= What you will do =
Repeat every line of the data exactly, but not the pictures.
*** Opening Data under study ***
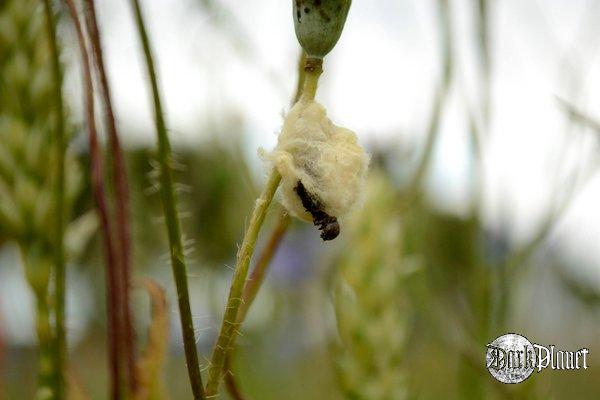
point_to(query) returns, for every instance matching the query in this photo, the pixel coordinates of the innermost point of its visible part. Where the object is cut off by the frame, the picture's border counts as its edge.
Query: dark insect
(327, 224)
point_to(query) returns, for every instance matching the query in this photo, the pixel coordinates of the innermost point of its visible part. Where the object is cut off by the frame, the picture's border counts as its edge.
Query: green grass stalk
(169, 205)
(60, 345)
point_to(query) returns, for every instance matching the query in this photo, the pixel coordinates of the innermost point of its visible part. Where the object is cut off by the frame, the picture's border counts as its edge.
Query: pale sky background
(379, 82)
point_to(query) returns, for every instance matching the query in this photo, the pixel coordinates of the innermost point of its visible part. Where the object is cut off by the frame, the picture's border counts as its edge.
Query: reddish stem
(119, 172)
(114, 317)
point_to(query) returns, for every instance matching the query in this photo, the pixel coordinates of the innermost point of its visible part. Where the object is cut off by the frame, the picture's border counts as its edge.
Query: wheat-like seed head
(370, 306)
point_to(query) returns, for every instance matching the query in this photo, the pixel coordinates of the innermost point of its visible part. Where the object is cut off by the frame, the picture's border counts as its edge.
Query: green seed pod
(319, 24)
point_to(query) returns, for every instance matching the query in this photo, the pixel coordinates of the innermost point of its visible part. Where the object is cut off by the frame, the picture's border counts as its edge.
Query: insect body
(328, 225)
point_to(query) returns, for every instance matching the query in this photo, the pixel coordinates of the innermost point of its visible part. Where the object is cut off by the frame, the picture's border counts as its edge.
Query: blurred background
(482, 118)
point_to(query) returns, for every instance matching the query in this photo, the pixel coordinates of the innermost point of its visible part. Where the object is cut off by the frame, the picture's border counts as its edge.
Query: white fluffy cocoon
(326, 158)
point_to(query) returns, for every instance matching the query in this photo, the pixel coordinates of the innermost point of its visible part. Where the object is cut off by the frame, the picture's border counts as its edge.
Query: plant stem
(47, 368)
(260, 269)
(172, 220)
(119, 173)
(113, 308)
(313, 69)
(228, 327)
(253, 284)
(59, 261)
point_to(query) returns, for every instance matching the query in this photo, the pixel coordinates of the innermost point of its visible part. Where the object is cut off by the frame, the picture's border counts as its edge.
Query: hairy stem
(228, 331)
(169, 205)
(113, 309)
(253, 284)
(59, 261)
(119, 173)
(257, 276)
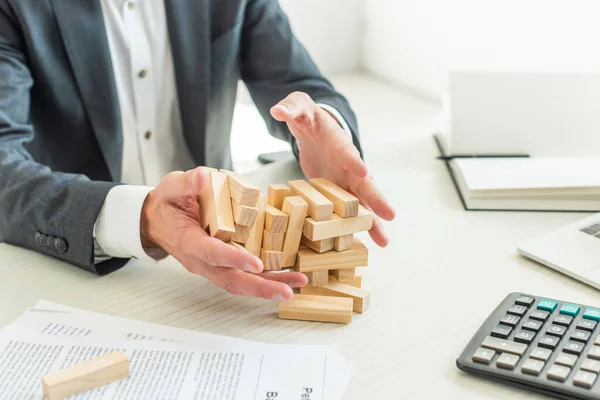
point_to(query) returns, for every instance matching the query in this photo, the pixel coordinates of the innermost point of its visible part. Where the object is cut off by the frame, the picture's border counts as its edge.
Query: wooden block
(360, 297)
(320, 246)
(241, 234)
(344, 275)
(85, 376)
(344, 204)
(317, 308)
(295, 207)
(276, 194)
(254, 242)
(243, 215)
(272, 260)
(343, 243)
(318, 278)
(273, 241)
(275, 220)
(319, 207)
(242, 190)
(338, 226)
(357, 256)
(220, 215)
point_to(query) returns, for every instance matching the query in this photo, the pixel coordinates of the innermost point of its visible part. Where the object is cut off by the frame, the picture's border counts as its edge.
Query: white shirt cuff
(117, 229)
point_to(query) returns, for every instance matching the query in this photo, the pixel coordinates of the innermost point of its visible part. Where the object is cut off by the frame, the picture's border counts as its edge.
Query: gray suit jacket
(60, 127)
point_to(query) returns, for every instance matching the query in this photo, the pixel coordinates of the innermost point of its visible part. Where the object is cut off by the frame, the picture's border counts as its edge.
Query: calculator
(540, 344)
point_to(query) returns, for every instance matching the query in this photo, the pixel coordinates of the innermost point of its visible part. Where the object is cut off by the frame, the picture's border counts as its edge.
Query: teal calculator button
(548, 305)
(592, 313)
(569, 309)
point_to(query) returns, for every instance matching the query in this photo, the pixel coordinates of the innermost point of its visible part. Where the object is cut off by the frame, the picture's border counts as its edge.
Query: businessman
*** Closing Data under study ***
= Solved exercise =
point_to(query) returns, for every instance matching the query in this photo, the pixel coordinates of the innermost point of its visible part. Where the object is cut off by the frame, the picture's border counts as its edge.
Query: dark insect
(327, 224)
point_to(query) returns, for every instance matching the query in this photo, the pixel coordinates of the innermost point of its visible part. Where the object is cut off by the frame, the picture's border counts as its edge.
Query: green grass stalk
(169, 205)
(60, 345)
point_to(query) returns, for every instance matching the query in this photo, the pixel coordinates of the innermost point of its visible part. Where the object is cut off by the frame, the picture's border counts as its edge.
Query: pale sky background
(379, 82)
point_to(query) returns, for every instance matching the query in this photo, the pixel coordinates of the innermost point of its visible part. Where the object is cut off by the frame, the picture's border counts as its edge.
Query: reddish stem
(119, 172)
(114, 317)
point_to(query) returns, for every instance matching the query in this photo, the pixel coordinates of the innermost point of its visible part. Where the object is cut off by the frame, the picture's border counts as its edge.
Query: wheat-like seed head
(370, 306)
point_to(query) returns, for every instance matching the query in this photo, the pixel coordinates of the innermost point of its visible part. Where the object is cut off by the frame, the picture's border counts as its edge.
Query: green seed pod
(319, 24)
point_to(query) returns, for every instance matching the query in this photo, the pixel coordinates of the innermost point of its visible part. Where the object is cut off by the frame, the picture's border counts as its edge.
Query: insect body
(328, 225)
point_to(query) returns, for every instance matching the query in this photo, the pixel coordinates of the innermost point of its visible part. Where the object is cut off by the frame, the picture's border counts as its edge.
Query: blurred background
(482, 118)
point_to(query) returns, for every instance matching the query in this photo, the pixel coordinates of the innermost point of its visible part. Where the object is cut off by the frame, the picture's border counts as its edge.
Query: white fluffy cocoon
(326, 158)
point_to(query) returns, for every instance matching the query in this photo, the pixel coordinates of the innermost point of its visible part. Where the object is cut off by the frame, the picture's border counts as its edge.
Query: plant stem
(47, 368)
(260, 269)
(172, 220)
(119, 173)
(113, 308)
(313, 69)
(228, 327)
(253, 284)
(59, 261)
point_to(query) returns, for every instance matching the query in this photo, the pixel coordinates of the innermost point of its visible part. Where the object is cut off by the frame, the picture's border counts as its edge.
Query: hairy stem
(228, 331)
(169, 205)
(113, 309)
(253, 284)
(59, 261)
(119, 173)
(257, 276)
point_to(query) returns, for every instance matching the query in this photo, the pixel coordinates of the innermost point of its visible part. Where the object is cut off by the frame, the picture's border counts as its edge.
Query: wooden block
(360, 297)
(320, 246)
(241, 234)
(344, 275)
(85, 376)
(344, 204)
(317, 308)
(295, 207)
(276, 194)
(254, 242)
(243, 215)
(272, 260)
(343, 243)
(318, 278)
(273, 241)
(275, 220)
(319, 207)
(242, 190)
(338, 226)
(357, 256)
(220, 215)
point_to(query) returns, for every instance matching the query in this photo, the pixel coordinates of the innermost point of its visible part. Where the object is cut off by the frame, the picture's border counts as its edge.
Query: white shirt cuff
(117, 229)
point_to(query) returns, for every instance matching the query in this photo, the pixel coordinates of the innermost point of its visible part. Where the object is cut off by the frame, the picture's border counts as its edge.
Query: gray suit jacket
(60, 127)
point_to(query) returns, for every instance matching the query in this photo, the pixel coordinates of the innermost point of its visible part. Where the object is cut off by the frame, the picture's border counts as its edge.
Query: calculator
(540, 344)
point_to(query) returns, for every instance matching the query in this photo, the pixel coordinates of the innermost point of its visible part. Where the object is cut off by the frame, the picture's border counts as its edge.
Query: teal calculator button
(548, 305)
(592, 313)
(569, 309)
point_to(query) returns, for every instance matching the query in this photo, the pixel coordinates of the innermost point of its visible part. Where the object is cut off by the frame, the picture's border counts as its edge.
Query: businessman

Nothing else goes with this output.